• [Text extract]
I built a set of plywood guides (both the inner perimeter and outer perimeter leaving a .75" gap for the router bit) to router out the gravy moat accurately with a dish carving bit. I attached the inner perimeter guide to the cutting board with double sided tape. I built up with some scraps on an outer shelf equal to the exact height of the cutting board to act as a support extension around the outer perimeter of the cutting board to then attach the outer perimeter router guide pieces of scrap wood. If I didn't do this I would only have about .375" to attach the outer perimeter guide onto the board and it would failed and moved.

I then routered out some finger holds on each side border with the same dish carving bit. I had to be careful to establish a safe depth of cut not to break through the gravy moat which was .25" deep. I then knocked off all of the hard edges with a standard roundover bit. I sanded up to 220 being sure to not close up the end grain pores going finer. I wiped on quite a few coats of mineral oil and then attached some rubber feet with some stainless steel screws and I was prepared for the big Thanksgiving meal.









After cutting 40 lbs. of turkey and 12 lbs of tenderloin over an hour and 15 minutes, I gave this board a thorough workout and it was soaked corner to corner and all through the moat. You can see the after shot when all of the carving was complete.









I soonafter began to notice that Cocobolo border was cracking in several of the joints where glued to each other…not where glued to the tumbling block rectangle.









Unfortunately, to save the board I cut off the borders and substituted a solid walnut border. I milled it in the same manner as before with the gravy moat, finger holds and eased edges and I also added a multi-laminated spline using my new spline cutting jig.

I still have to test the new border with a thorough soaking of meat juices. After I do this, I'll follow up to this blog.

Nevertheless, after the first board glueups, I want to make sure I walk through the better method I developed while going up the learning curve. I didn't take any pictures while doing this live, but I did take some shots with some scrap leftovers to illustrate the technique. I was able to keep the deviation to about a 1/32" over the 13" height, which I'm very happy about.

The key here is to start off with a perfect straight edge to clamp against on two sides and clamp an entire row at a time. The initial row is of course the most important to setup correctly. Once that is done accurately, the successive rows just kind of fit into place like a puzzle…in other words, you don't have to do that much extra work if it starts off accurate in the initial row.

• [Requirements]
1. Answer these from the cutting board text:
(a) How deep was the gravy moat?
(b) How many pounds of turkey were cut on the board?
(c) What kind of border replaced the Cocobolo one?
2. Write out the cutting board text, beginning at the words "I soonafter began" and stopping after "tumbling block rectangle.".
3. Extend the cutting board text past its final sentence.

• [Data segment]
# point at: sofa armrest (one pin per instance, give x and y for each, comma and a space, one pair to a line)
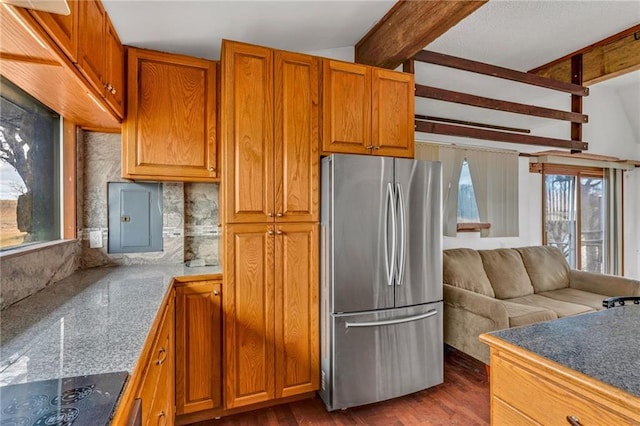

• [Solved tasks]
1.
(a) .25"
(b) 40 lbs.
(c) A solid walnut border

2.
I soonafter began to notice that Cocobolo border was cracking in several of the joints where glued to each other…not where glued to the tumbling block rectangle.

3.
When clamping the initial row between the two straight edges I used 3 Bessey clamps being sure to evenly apply the clamping pressure and used straight edge materials where the Titebond III glue wouldn't stick to. You want the pressure enough to cause the glue to squeeze out, but not too tight to bow up the pieces. I also used a hand squeeze clamp to apply slight pressure across the row. It is important not to make this clamp too tight in that excessive pressure could buckle the row upwards in the z axis. The pieces need to stay flat on the bottom surface. I also put a sheet of wax paper underneath the glueup for easy removal between layers. Of note here was I only needed the same 4 clamps to glue up the entire board, not the mess of clamps used with my initial method. The clamps also stayed in the exact same position, only opening up larger to accommodate each new row.

Also a very important detail is to carefully and fully scrape out the glue squeeze out in all of the joints in one row before laying in the next row. If any dried up glue is leftover in the exposed joint, it could affect the accuracy of the next piece to fit into that space. I happened to have a 30 degree angled insert that fit into my scraper and I also use a flat edge scraper to accomplish this.









I hope this helps take out some of the mystery of how to make these tumbling block boards. I learned a lot in making these three boards and hopefully I can have success with the borders. I know that the wood moves when taking on moisture and getting thoroughly soaked after usage, but I still like the idea of a separate looking border/gravy moat. If this proves to be a problem on my fix, my future cutting boards will just be larger in both dimensions with the block pattern and I'll skip the different border altogether and just rout a moat in through the block pattern itself.

A few more of the finished pictures are on my project page:
http://lumberjocks.com/projects/95455

Thanks for making it through this long winded blog and I hope this inspires others to give it a try!


----------



## luv2learn (Feb 4, 2012)

jfk4032 said:


> *Tumbling block cutting board techniques, lessons learned and tips for cutting and assembly*
> 
> After looking through some other blogs here on LJ and watching some Youtube videos I thought that the tumbling block cutting board was something that looked challenging, cool and something I wanted to try. I learned some good ideas from these other blogs and wanted to share some of my experiences having now made three of these, my setbacks and discoveries to better produce these tumbling block patterns.
> 
> ...


Joel, thanks for the very informative blog detailing your successes and fixes. You spent many hours on this and I appreciate it.


----------



## Woodenwizard (Jan 25, 2010)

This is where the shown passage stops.